What is needed: Reproduce the entries exactly as they appear below.

BEGIN Dataset extract

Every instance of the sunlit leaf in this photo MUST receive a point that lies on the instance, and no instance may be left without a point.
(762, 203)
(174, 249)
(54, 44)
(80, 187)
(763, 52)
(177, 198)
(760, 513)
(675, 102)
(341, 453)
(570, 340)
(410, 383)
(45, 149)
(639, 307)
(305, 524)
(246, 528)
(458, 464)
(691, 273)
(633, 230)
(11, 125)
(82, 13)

END Dataset extract

Answer below:
Every instance of the sunlit leaf in this photo MUST receive a point that lies on the instance, and no instance may be left without a point.
(762, 203)
(174, 249)
(54, 44)
(80, 187)
(763, 52)
(177, 198)
(760, 513)
(675, 102)
(341, 453)
(570, 340)
(410, 383)
(45, 149)
(639, 307)
(305, 524)
(246, 528)
(458, 464)
(691, 273)
(633, 230)
(11, 125)
(82, 13)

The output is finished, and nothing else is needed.